AIM OF THE EXERCISE:
What lines in the entries hold the string "race"? List them.

_____

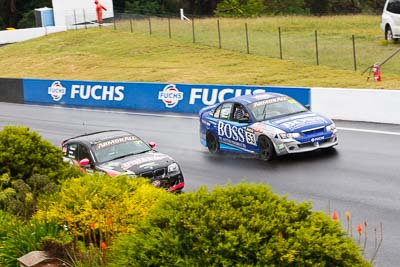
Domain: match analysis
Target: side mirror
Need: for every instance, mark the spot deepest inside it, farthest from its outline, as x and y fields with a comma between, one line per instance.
x=244, y=120
x=152, y=144
x=84, y=162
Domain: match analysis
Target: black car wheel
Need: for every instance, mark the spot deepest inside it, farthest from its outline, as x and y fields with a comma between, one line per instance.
x=212, y=143
x=389, y=34
x=267, y=150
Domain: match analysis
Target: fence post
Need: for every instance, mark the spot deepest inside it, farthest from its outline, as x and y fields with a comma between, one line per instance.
x=316, y=47
x=130, y=21
x=219, y=34
x=354, y=53
x=169, y=28
x=84, y=18
x=76, y=23
x=247, y=39
x=150, y=32
x=194, y=36
x=280, y=42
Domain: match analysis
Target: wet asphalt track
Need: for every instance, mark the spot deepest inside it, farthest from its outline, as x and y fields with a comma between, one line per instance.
x=362, y=176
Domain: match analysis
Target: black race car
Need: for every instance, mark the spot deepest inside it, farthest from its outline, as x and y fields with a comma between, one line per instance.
x=117, y=152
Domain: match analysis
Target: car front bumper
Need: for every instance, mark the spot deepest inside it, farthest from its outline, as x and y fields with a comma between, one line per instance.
x=294, y=146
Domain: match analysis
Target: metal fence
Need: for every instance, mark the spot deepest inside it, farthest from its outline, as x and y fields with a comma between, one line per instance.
x=348, y=51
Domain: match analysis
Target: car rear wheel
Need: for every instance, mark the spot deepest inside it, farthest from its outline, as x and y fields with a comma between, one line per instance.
x=389, y=34
x=267, y=150
x=212, y=143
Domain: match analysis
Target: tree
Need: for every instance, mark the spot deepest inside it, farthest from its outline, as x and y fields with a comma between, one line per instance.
x=29, y=166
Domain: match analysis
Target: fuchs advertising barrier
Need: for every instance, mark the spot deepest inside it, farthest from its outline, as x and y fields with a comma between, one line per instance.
x=11, y=90
x=159, y=97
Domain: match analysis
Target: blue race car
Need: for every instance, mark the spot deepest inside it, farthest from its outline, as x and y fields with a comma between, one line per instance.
x=267, y=125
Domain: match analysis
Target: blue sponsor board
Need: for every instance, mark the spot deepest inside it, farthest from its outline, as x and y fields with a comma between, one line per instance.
x=185, y=98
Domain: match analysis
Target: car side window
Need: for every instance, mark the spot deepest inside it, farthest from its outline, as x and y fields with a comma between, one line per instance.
x=83, y=152
x=240, y=113
x=226, y=111
x=394, y=6
x=77, y=152
x=72, y=151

_____

EXERCISE OUTPUT:
Target: black race car
Target: blue race car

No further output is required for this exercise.